● Work to do
Reproduce every one of the items below word for word, but leave out the pictures.
[START Supplied entries]
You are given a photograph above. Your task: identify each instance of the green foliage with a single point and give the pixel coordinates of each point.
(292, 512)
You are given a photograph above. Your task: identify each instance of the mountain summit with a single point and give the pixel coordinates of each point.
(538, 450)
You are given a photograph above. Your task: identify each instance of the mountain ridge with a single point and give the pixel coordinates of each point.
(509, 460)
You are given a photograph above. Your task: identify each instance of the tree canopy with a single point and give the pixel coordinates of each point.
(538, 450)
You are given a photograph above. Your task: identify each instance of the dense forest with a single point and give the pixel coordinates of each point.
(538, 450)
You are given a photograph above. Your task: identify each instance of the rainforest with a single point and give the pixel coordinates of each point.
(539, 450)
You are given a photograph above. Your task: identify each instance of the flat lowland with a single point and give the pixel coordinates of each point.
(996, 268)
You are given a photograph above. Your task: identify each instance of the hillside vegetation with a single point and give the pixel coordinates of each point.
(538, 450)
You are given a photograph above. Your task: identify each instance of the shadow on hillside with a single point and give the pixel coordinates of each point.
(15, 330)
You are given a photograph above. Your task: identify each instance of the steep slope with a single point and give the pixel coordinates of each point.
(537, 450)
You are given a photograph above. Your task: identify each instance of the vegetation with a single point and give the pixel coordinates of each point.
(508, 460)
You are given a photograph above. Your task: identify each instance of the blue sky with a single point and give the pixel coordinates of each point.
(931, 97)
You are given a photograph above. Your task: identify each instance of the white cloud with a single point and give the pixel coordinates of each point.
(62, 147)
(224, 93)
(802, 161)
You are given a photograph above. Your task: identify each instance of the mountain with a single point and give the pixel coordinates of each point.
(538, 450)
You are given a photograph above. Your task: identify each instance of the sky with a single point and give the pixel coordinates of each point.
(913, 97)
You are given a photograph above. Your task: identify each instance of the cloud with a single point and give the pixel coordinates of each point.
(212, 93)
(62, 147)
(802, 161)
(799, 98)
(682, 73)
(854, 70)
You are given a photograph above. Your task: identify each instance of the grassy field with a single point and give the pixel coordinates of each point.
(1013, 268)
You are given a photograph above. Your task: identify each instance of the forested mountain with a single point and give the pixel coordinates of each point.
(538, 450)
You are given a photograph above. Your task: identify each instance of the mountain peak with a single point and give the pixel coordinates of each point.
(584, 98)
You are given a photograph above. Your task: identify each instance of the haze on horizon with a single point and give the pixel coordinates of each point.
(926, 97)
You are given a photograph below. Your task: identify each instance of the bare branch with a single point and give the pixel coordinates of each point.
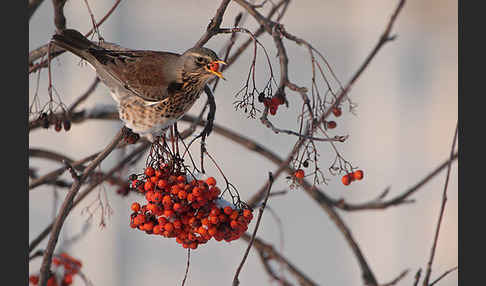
[END Supplied entries]
● Task output
You are given a photograph above. Your task: identify each instance of the green foliage with a single point and give the pixel coordinates of each point.
(292, 512)
You are given a photograph above. Your task: identify each instance of the mountain summit with a single point and give the pixel coordinates of each point.
(538, 450)
You are given a photograph above. Your task: identify each instance of the mountain ridge with a single point and give the pixel coordinates of each point.
(509, 460)
You are given a photograph above. Your task: identify each instance of the tree canopy with a single point and give the pixel coordinates of each point.
(538, 450)
You are given a photograph above. Your task: identify each instance of the dense forest with a single point and give the pixel coordinates of each point.
(538, 450)
You are given a photograph above. Your task: identify each instance of the rainforest with a single point and give the pixel coordinates of each point.
(539, 450)
You are given a photograph above. Your task: identify each instance of the flat lowland with a single point and give the pixel coordinates of each point.
(996, 268)
You are given a photograph above. Your task: identify each instance of the hillside vegetation with a single point and give the pixel coordinates of each point.
(538, 450)
You are given a photograph above. Your task: identify each instance of the shadow on hillside with a single point and give the pixel coordinates of each point.
(15, 330)
You are given a photograph above. Your task: identify each instance of the steep slope with a single point and give the pixel coordinates of each point.
(537, 450)
You are given a photograph above. Your task: identify each instance of the vegetation with a single point and give the pixel coordinates of each point.
(508, 460)
You are given a photograph above. Your task: identify each instance of the blue sky with a single point and give the pixel coordinates of each point.
(931, 97)
You are given a photograph above. Your task: identify each instance of the white cloud with a single point and give the pixel coordinates of each point.
(62, 147)
(224, 93)
(802, 161)
You are given a photograph above. Your task: identify each instance of the mountain with a single point and give the pixel coordinates of each point.
(538, 450)
You are given a photograph above. Your task: identify each instance of the sky with a single point and give the pixel coordinates of each point.
(913, 97)
You are given a photograph above. Your task: identify each instance of the cloud with a single point and give the pixel coordinates of each point.
(212, 93)
(62, 147)
(802, 161)
(799, 98)
(682, 73)
(854, 70)
You are given a photograph above. Your task: identify each instance of the grassy field with a single point and give the pixel coordinates of each point.
(1013, 268)
You are given a photograph above. Your task: identify each instance of the forested mountain with a single point and give the pixel coordinates of each point.
(538, 450)
You are given a photograph above. Your task: identify each instance of the mountain peak with a single point and give the pixel coordinates of each point.
(584, 98)
You are given a photograph above. Your task: identify each instance of the haze on horizon with a single point and give the pixel coordinates of each point.
(926, 97)
You are given a photograph below. Your task: identify each instance of the bare branch with a single point and give the pixel coordinates of each point.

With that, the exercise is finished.